*Task*
Please return, exactly and only, the lines beginning at the top of the entries below and ending with the line containing "Target: sky"; keep out the pictures.

___ Data for this exercise ___

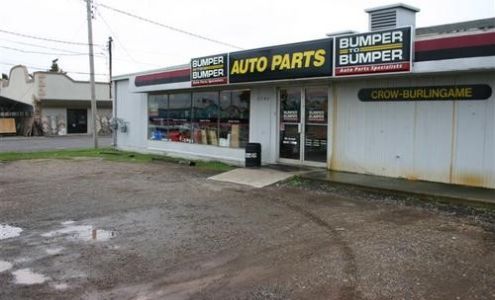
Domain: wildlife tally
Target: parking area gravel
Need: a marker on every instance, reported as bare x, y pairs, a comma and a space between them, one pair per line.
95, 229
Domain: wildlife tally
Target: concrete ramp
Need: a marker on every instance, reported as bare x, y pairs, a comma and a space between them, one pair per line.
257, 178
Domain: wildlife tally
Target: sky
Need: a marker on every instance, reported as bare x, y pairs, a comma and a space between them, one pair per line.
140, 46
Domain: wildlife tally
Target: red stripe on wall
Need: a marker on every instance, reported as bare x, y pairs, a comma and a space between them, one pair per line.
456, 42
164, 75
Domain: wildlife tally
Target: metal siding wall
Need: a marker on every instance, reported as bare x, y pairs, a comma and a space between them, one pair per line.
474, 152
432, 141
424, 140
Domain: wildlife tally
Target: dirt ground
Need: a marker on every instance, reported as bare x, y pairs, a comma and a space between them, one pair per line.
95, 229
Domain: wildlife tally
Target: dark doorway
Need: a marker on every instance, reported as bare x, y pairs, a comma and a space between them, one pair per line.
77, 121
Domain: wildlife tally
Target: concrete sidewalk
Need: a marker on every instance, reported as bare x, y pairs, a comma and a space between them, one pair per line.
449, 192
45, 143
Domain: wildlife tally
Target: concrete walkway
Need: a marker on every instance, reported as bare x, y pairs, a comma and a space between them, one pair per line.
28, 144
449, 192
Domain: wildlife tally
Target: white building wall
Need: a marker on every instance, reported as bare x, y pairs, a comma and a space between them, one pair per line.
19, 87
54, 120
263, 122
56, 86
131, 108
450, 141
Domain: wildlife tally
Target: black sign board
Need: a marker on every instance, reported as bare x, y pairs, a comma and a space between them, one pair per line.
209, 70
300, 60
386, 51
427, 93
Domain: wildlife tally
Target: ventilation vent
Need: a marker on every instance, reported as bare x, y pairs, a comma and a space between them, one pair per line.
391, 16
384, 19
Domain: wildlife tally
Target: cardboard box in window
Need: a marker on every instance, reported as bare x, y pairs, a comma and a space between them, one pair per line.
7, 125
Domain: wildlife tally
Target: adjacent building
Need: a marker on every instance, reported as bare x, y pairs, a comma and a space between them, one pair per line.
396, 101
48, 103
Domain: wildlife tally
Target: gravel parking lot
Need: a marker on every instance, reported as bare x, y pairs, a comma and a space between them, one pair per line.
94, 229
41, 143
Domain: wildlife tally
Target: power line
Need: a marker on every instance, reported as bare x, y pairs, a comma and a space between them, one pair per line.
46, 69
167, 26
44, 53
46, 39
121, 45
39, 46
47, 53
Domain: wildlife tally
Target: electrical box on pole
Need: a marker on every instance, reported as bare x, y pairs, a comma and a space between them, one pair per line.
92, 72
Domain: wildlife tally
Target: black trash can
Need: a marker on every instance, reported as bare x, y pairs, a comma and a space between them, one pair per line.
253, 155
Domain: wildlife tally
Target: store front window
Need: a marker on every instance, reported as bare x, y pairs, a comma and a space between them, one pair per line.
179, 118
234, 118
157, 117
205, 118
218, 118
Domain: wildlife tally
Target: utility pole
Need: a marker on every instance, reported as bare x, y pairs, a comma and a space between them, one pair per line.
110, 40
92, 72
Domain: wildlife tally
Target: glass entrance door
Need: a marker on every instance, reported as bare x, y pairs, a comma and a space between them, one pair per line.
303, 125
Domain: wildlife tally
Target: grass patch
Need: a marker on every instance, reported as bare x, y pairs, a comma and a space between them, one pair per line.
111, 155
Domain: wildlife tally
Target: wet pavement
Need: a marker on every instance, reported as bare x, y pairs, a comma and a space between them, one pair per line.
27, 144
93, 229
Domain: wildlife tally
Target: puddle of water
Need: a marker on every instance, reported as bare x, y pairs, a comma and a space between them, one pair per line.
4, 266
53, 251
81, 232
61, 286
28, 277
7, 231
22, 260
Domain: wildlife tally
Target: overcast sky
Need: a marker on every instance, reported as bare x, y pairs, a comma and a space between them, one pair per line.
141, 46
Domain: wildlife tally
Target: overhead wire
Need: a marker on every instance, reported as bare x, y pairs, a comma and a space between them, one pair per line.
166, 26
45, 53
38, 46
46, 69
121, 44
46, 39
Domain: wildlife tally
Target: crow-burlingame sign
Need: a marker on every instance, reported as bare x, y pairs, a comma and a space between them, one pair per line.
427, 93
384, 51
209, 70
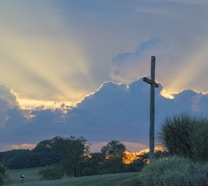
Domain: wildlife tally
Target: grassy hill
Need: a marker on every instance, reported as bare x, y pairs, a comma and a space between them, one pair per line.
33, 179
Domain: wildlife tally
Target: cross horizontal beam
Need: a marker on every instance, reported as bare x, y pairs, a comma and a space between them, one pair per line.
151, 82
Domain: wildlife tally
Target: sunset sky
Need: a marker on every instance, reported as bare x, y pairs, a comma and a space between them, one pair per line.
60, 51
57, 52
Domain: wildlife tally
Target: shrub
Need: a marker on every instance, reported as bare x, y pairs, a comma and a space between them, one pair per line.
52, 172
186, 136
174, 171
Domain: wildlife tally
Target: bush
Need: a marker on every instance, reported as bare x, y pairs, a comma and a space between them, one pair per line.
186, 136
174, 171
2, 174
52, 172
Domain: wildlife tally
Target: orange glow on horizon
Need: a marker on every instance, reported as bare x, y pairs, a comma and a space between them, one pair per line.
130, 157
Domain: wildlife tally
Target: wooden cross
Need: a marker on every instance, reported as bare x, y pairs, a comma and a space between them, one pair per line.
153, 84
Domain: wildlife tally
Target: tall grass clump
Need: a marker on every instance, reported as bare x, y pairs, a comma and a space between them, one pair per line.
174, 171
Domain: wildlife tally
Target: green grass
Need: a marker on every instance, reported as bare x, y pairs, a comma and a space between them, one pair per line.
33, 179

___

*Solved exercise*
Domain: wildlife tally
Target: parking area gravel
Need: a marker on every instance, reported as bare x, y pairs, a comma and a space between them, one pair per line.
95, 229
Domain: wildlife tally
Target: concrete ramp
Need: a marker on every instance, reported as bare x, y pairs, a comma and a space between them, one pair per line.
257, 178
Domain: wildlife tally
Target: sky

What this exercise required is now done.